ABOUT THIS EXERCISE:
Beginning with the line that contains "Place a point on each instance of the door window, one" in the material below, print each line exactly until the line that contains "Place a point on each instance of the door hinge, one" has been printed, then stop.

━━━━━━━━━━

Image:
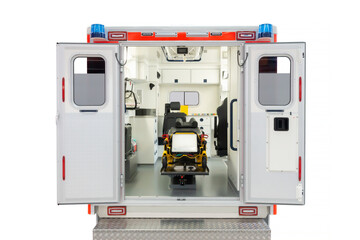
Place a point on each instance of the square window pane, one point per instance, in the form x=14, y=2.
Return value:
x=191, y=98
x=177, y=97
x=274, y=81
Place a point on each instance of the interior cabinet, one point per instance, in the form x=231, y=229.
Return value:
x=176, y=76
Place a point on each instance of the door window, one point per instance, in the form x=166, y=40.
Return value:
x=274, y=81
x=89, y=81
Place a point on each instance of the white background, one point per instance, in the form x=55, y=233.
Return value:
x=29, y=32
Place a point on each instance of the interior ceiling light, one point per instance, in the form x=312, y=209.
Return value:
x=183, y=54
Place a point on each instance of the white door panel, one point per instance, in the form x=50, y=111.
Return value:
x=88, y=137
x=274, y=123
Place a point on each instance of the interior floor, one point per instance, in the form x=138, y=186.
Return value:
x=148, y=182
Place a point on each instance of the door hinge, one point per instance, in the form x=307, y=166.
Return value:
x=121, y=180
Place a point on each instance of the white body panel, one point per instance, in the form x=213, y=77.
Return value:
x=272, y=159
x=88, y=142
x=144, y=128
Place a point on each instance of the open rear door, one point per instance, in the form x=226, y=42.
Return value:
x=274, y=123
x=88, y=134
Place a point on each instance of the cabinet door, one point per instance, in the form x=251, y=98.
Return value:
x=274, y=123
x=205, y=76
x=176, y=76
x=88, y=120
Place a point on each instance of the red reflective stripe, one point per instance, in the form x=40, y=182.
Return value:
x=300, y=89
x=299, y=169
x=63, y=89
x=256, y=41
x=63, y=168
x=181, y=36
x=274, y=209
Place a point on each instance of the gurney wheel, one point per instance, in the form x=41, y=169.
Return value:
x=164, y=162
x=204, y=162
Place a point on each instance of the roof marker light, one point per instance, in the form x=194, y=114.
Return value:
x=265, y=30
x=97, y=31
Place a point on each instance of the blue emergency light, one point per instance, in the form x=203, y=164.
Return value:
x=265, y=30
x=98, y=31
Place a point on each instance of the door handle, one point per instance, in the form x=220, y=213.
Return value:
x=231, y=124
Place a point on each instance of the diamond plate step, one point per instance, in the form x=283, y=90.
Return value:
x=180, y=229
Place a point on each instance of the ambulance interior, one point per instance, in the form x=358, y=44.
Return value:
x=202, y=80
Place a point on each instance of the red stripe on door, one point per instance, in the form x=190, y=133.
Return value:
x=63, y=89
x=63, y=168
x=299, y=169
x=300, y=89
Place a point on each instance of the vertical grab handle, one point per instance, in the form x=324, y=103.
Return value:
x=231, y=124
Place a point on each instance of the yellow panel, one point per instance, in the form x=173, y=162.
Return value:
x=184, y=109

━━━━━━━━━━

EXERCISE RESPONSE:
Place a point on each instance of the door window, one point per instance, in the form x=166, y=40.
Return value:
x=274, y=81
x=89, y=81
Place a point on each instance of the white background, one point per instance, in the form x=55, y=233.
Return value:
x=29, y=32
Place a point on each instance of the interior ceiling light, one point per instance, in the form x=312, y=209.
Return value:
x=183, y=54
Place a point on each instance of the white door panel, one point per instance, in the form x=50, y=111.
Return value:
x=88, y=137
x=274, y=123
Place a point on each instance of the interior floor, one point per instance, in the form x=138, y=186.
Return value:
x=148, y=182
Place a point on each instance of the door hinge, one point per instance, in the form x=307, y=166.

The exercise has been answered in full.